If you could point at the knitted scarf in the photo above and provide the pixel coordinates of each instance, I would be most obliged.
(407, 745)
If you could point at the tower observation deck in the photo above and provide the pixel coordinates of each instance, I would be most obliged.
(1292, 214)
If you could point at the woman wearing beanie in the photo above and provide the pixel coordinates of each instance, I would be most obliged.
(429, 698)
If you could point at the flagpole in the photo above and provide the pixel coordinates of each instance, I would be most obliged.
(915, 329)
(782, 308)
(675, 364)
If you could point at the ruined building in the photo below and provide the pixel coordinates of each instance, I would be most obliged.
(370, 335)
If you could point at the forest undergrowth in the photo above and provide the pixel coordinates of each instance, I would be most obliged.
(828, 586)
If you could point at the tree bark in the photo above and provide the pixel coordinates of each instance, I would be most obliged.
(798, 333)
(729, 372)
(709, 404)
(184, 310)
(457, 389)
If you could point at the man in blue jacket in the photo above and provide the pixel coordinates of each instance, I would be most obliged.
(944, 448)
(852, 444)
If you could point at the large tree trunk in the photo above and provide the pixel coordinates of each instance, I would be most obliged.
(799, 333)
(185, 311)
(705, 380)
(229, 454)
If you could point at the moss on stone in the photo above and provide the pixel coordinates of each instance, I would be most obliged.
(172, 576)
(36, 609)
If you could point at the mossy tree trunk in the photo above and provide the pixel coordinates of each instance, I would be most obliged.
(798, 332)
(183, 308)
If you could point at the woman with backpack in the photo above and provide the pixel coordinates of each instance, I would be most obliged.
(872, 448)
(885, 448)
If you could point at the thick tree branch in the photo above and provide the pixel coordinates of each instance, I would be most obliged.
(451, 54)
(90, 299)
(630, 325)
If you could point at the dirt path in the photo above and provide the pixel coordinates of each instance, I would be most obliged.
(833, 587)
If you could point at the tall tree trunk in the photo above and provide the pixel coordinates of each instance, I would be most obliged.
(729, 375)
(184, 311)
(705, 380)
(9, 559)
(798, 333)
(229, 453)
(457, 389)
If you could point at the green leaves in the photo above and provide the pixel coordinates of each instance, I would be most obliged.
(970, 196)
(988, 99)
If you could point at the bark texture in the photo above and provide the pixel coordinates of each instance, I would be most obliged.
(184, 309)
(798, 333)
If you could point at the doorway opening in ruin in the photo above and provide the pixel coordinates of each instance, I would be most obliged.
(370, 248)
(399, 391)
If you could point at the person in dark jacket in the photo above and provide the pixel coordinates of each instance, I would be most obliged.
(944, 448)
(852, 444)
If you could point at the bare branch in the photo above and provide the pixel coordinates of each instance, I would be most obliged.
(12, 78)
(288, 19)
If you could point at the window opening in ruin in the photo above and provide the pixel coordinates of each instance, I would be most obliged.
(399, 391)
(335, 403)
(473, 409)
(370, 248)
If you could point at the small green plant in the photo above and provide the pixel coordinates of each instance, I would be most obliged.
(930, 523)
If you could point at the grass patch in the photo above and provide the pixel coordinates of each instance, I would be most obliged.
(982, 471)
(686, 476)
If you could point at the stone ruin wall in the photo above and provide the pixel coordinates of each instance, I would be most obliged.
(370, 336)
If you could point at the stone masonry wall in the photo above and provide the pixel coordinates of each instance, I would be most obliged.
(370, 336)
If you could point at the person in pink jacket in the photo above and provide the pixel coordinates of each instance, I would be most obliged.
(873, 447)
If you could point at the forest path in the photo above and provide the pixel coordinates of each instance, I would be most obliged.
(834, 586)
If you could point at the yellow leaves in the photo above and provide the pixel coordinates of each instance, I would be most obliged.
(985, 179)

* TASK REQUIREMENTS
Rewrite all the entries above, replacing "most obliged" with "deeply grateful" and changing nothing else.

* RESULT FOR THIS TASK
If you could point at the knitted scarf in the photo above and provide the pixel coordinates of each instance, I would be deeply grateful.
(407, 745)
If you could point at the tower observation deck in the photo above and provide the pixel coordinates of each instance, I would be deeply grateful.
(1292, 214)
If you could point at the woman wearing beanie in the photo above and provide the pixel coordinates of each instance, I would be deeply grateful.
(429, 698)
If you could point at the flagpole in the photo above and provide the pixel coordinates of each instance, I would be deeply grateful.
(915, 329)
(782, 308)
(675, 364)
If you could point at the ruined building in the photo below and provide the pixel coordinates of each instance, I would be deeply grateful.
(370, 335)
If you could point at the forest undergrowth in the photo above and provide the pixel coordinates of each instance, I would be deeply grateful.
(828, 586)
If you could point at the tree bark in the photo above and provide the pixel coordinates of each instance, I would be deeply grateful.
(798, 333)
(729, 372)
(709, 404)
(184, 310)
(457, 389)
If you could point at the man in blue jacket in the photo above and provide the pixel coordinates of each instance, I would be deeply grateful.
(944, 448)
(852, 444)
If you could point at the large tree trunk in the photo above and provide the pixel coordinates of each instance, I would be deeply grateful.
(799, 333)
(185, 311)
(705, 380)
(229, 454)
If you could point at the moss on stone in the photo above and provide the pixel coordinates of each instance, I would be deeply grateful.
(172, 576)
(36, 609)
If you could point at the mossy tree trunk in the photo above and provide the pixel coordinates of each instance, I would be deeply grateful.
(798, 332)
(183, 308)
If you could point at the woman with backpack in the photo above and provide the pixel coordinates of each instance, I would be deeply grateful.
(872, 448)
(885, 448)
If you could point at the thick tree branch in the photo above and provide the pixel coordinates of each instance, I would be deeply grateful.
(451, 54)
(90, 299)
(630, 325)
If you could point at the dirt path in the photo above and provide the pixel coordinates of each instance, I would be deeply grateful.
(833, 587)
If you could point at the tall tree trunk in the photo above and provide the pixel coordinates of each instance, I would be deeply grateful.
(729, 375)
(184, 311)
(705, 380)
(9, 559)
(798, 333)
(229, 453)
(457, 389)
If you could point at the green leaves in the photo above and provide the pixel coordinates of each instance, I would be deeply grateful.
(970, 196)
(988, 99)
If you could point at the bark texture in the photo above and provide the pixel coordinates of each instance, I would be deeply grateful.
(184, 309)
(798, 333)
If you could point at the doorway opening in ruin in the photo above and provide the pixel coordinates of each instance, I would be deeply grateful.
(370, 248)
(399, 391)
If you could point at the person in dark jacket in the photo above and provide the pixel coordinates of each instance, I would be deeply grateful.
(944, 448)
(852, 444)
If you could point at the bare branch in the photo above and provide the pixel coordinates of each instance, I would be deeply grateful.
(12, 78)
(288, 19)
If you could point at the window opening in ruin in the photo above and provide the pixel coordinates of each instance, I would be deeply grateful.
(399, 391)
(335, 403)
(473, 409)
(370, 248)
If you could point at the small green plant in the photo above and provide the pixel coordinates of each instance, I would be deeply grateful.
(930, 523)
If you could point at the grass patch in the photo above and provide the pixel coordinates of each instance, I would be deeply grateful.
(982, 471)
(686, 476)
If you could point at the stone ruin wall in the photo above and provide the pixel coordinates of each instance, I would be deeply grateful.
(370, 336)
If you could point at the stone masonry wall in the photo above and provide the pixel coordinates of each instance, I would be deeply grateful.
(370, 336)
If you could point at the person in pink jacket in the photo above and provide the pixel coordinates of each instance, I would be deeply grateful.
(873, 447)
If you could point at the forest path in the photo above and provide the pixel coordinates of each instance, I would be deeply grateful.
(834, 586)
If you could point at the yellow leaves in the photo above and provide the pixel coordinates of each instance, I would be deeply grateful.
(985, 179)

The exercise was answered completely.